Текст для чтения:
Последняя фаза Реконкисты зависела от брака Фердинанда с Изабеллой, заключенного в 1469 году и положившего конец, по крайней мере на какое-то время, давнишнему соперничеству двух королевств, и от прекращения династических споров в Кастилии, что и удалось сделать Изабелле через десять лет после свадьбы. И только после этого Изабелла смогла заняться Гранадой без помех. Ее взгляды и темперамент вполне соответствовали набиравшей силу в тогдашней Кастилии воинственной нетерпимости к другим религиям. Более того, в интересах и Арагона, и Кастилии было изгнать мавров с полуострова до того, как османы разовьют свою морскую мощь и смогут, подражая альморавидам и альмохадам, вторгнуться в Испанию через дверь, открытую им братьями-мусульманами. Именно поэтому захват Аламы графом Кадиса в начале 1482 года развился в завоевательную кампанию, кульминацией которой стало падение Гранады десять лет спустя.

Фрагменты данных об ограничивающих рамках:
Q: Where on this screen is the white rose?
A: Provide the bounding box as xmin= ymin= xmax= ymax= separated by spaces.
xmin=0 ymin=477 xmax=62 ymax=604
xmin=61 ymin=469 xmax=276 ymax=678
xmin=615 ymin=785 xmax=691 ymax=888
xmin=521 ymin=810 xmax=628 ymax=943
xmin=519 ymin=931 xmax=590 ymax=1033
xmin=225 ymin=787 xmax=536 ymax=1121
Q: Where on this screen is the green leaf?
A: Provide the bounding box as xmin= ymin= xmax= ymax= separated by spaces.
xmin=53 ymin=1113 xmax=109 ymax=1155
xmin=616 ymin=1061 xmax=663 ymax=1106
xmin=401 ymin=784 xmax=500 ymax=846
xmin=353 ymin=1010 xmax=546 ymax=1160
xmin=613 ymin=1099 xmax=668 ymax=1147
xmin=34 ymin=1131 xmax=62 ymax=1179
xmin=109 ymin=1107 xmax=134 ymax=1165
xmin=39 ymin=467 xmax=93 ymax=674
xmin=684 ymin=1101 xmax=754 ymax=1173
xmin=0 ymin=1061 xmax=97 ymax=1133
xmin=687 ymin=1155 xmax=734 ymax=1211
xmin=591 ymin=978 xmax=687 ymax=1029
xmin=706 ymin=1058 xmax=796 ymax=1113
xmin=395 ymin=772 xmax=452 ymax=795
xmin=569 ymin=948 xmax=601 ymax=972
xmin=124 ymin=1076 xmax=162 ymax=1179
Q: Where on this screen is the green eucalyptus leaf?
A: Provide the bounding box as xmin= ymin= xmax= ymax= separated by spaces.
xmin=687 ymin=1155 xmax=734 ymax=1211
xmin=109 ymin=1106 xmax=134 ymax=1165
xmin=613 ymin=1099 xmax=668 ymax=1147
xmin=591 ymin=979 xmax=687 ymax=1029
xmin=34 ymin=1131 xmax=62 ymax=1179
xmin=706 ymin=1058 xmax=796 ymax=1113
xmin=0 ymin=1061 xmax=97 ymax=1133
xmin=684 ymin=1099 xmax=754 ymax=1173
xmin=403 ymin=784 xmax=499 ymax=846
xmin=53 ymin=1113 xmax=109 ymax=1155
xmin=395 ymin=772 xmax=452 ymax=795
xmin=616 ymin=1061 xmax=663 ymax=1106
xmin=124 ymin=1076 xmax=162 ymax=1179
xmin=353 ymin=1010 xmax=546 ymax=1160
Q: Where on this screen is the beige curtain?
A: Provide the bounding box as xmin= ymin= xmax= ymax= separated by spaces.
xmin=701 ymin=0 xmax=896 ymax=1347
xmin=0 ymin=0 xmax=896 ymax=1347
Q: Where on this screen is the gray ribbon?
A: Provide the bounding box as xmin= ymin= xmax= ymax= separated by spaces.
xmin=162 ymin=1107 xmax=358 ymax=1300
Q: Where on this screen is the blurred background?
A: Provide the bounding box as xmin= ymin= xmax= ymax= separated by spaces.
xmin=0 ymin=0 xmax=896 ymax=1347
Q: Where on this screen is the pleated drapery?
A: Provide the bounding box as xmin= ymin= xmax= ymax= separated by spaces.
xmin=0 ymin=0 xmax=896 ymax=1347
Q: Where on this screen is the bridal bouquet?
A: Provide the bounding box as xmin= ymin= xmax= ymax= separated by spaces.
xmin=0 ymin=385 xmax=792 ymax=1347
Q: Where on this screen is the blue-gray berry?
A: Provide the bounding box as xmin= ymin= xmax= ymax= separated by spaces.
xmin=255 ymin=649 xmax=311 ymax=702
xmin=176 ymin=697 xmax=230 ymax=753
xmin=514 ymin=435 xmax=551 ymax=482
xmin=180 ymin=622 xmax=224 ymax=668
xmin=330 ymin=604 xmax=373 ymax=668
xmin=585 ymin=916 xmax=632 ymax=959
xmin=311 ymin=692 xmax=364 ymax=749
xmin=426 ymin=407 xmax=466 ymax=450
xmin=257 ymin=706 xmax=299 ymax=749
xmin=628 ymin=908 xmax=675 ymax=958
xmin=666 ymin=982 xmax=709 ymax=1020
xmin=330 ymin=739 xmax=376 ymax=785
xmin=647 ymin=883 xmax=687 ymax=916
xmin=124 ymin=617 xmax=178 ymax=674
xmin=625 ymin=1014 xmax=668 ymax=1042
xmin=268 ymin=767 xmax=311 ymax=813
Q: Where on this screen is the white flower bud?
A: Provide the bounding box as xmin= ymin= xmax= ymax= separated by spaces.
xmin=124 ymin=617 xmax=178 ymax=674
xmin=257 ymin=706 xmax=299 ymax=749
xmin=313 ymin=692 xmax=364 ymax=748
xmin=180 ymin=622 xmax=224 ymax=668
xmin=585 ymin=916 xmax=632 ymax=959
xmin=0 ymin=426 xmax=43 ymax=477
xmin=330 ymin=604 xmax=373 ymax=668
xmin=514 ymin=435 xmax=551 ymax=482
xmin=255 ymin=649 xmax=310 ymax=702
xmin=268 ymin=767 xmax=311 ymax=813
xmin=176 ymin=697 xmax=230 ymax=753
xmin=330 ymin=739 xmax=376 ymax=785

Задание:
Согласуются ли с текстом о Реконкисте следующие утверждения: (a) брак Фердинанда и Изабеллы был заключен в 1469 году; (b) граф Кадиса захватил Аламу в конце 1482 года; (c) Гранада пала через десять лет после захвата Аламы? На каждое ответьте «да» или «нет» и дословно процитируйте решающие слова текста.

Ответ ниже:
(a) Да: «брака Фердинанда с Изабеллой, заключенного в 1469 году».
(b) Нет: «захват Аламы графом Кадиса в начале 1482 года».
(c) Да: «кульминацией которой стало падение Гранады десять лет спустя».